● Document passage
————————
Install issues

Chad J. Milios milios at ccsys.com
Mon Oct 5 17:59:37 UTC 2015


> On Oct 5, 2015, at 12:41 PM, Polytropon <freebsd at edvax.de> wrote:
> 
>> On Mon, 5 Oct 2015 12:06:02 -0400, kpneal at pobox.com wrote:
>>> On Mon, Oct 05, 2015 at 05:36:44PM +0200, Polytropon wrote:
>>>> On Mon, 5 Oct 2015 10:18:49 -0453.75, William A. Mahaffey III wrote:
>>>> I entered 
>>>> 'ufs:/dev/da0s1a rw' & it proceeded to boot the installer.
>>> 
>>> If I remember correctly, the boot process will mount root
>>> read-only, this is the default behaviour of single-user mode.
>>> That's why there is no "rw" option at this prompt; "rw" will
>>> therefore be ignored. Otherwise, the options from /etc/fstab
>>> would apply.
>> 
>> I thought mountroot (prompt? loader.conf option) took a list of 
>> filesystems to attempt to mount. Spaces between the possible roots.
>> So 'rw' would be examined only if the first filesystem wasn't
>> mountable.
> 
> Hmmm... if I read /usr/src/sys/kern/vfs_mount.c correctly,
> it's around line 1850, the path for the root partition is
> set to "/" and the mount options to "ro" via mount_arg().
————————
● Information provided
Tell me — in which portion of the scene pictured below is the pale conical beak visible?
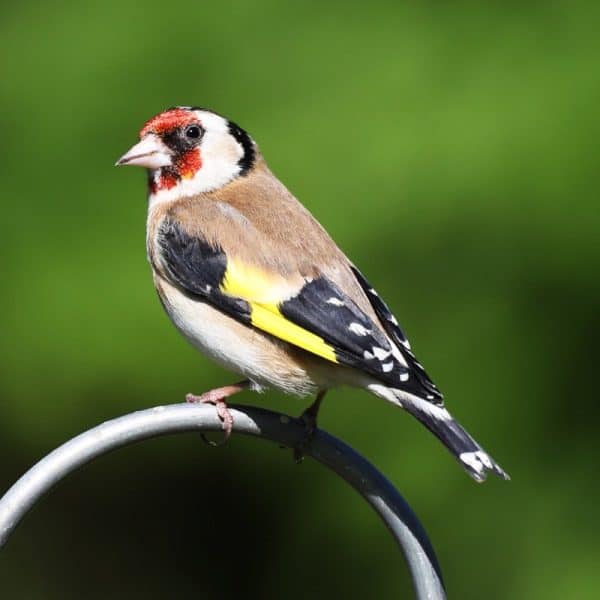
[115,133,172,169]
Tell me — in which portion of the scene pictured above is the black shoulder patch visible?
[157,218,250,323]
[228,121,256,175]
[351,267,443,405]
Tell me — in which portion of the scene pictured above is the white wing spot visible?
[348,323,370,336]
[372,346,391,360]
[327,296,346,306]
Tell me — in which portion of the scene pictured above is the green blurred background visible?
[0,0,600,600]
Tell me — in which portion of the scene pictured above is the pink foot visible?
[185,381,249,446]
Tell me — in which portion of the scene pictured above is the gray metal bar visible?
[0,404,446,600]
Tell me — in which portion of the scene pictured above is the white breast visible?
[155,277,316,396]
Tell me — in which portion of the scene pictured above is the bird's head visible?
[117,106,256,199]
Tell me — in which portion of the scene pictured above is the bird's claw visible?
[185,390,233,447]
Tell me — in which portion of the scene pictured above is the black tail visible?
[371,386,510,481]
[401,397,510,481]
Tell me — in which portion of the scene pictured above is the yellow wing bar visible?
[221,259,338,363]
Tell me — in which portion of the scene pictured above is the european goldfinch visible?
[117,106,508,481]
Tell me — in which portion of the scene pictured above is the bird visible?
[116,106,509,482]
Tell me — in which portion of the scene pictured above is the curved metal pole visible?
[0,404,446,600]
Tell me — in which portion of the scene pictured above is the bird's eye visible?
[185,125,202,140]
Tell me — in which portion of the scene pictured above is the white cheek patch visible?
[150,111,244,206]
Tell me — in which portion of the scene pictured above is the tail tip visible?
[458,450,510,483]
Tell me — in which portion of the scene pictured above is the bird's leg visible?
[294,390,327,463]
[185,380,250,446]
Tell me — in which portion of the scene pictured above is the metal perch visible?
[0,404,446,600]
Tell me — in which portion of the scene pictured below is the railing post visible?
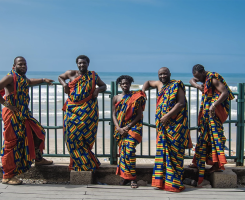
[236,83,244,166]
[0,104,3,151]
[110,81,117,165]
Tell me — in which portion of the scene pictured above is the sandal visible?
[131,181,138,189]
[206,166,223,174]
[2,177,22,185]
[188,163,197,168]
[120,179,130,185]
————————
● Requirement
Write out the whole install issues post word for word, with every line in the original order. The listing isn't needed here.

● Solution to this problem
Install issues

Chad J. Milios milios at ccsys.com
Mon Oct 5 17:59:37 UTC 2015


> On Oct 5, 2015, at 12:41 PM, Polytropon <freebsd at edvax.de> wrote:
> 
>> On Mon, 5 Oct 2015 12:06:02 -0400, kpneal at pobox.com wrote:
>>> On Mon, Oct 05, 2015 at 05:36:44PM +0200, Polytropon wrote:
>>>> On Mon, 5 Oct 2015 10:18:49 -0453.75, William A. Mahaffey III wrote:
>>>> I entered 
>>>> 'ufs:/dev/da0s1a rw' & it proceeded to boot the installer.
>>> 
>>> If I remember correctly, the boot process will mount root
>>> read-only, this is the default behaviour of single-user mode.
>>> That's why there is no "rw" option at this prompt; "rw" will
>>> therefore be ignored. Otherwise, the options from /etc/fstab
>>> would apply.
>> 
>> I thought mountroot (prompt? loader.conf option) took a list of 
>> filesystems to attempt to mount. Spaces between the possible roots.
>> So 'rw' would be examined only if the first filesystem wasn't
>> mountable.
> 
> Hmmm... if I read /usr/src/sys/kern/vfs_mount.c correctly,
> it's around line 1850, the path for the root partition is
> set to "/" and the mount options to "ro" via mount_arg().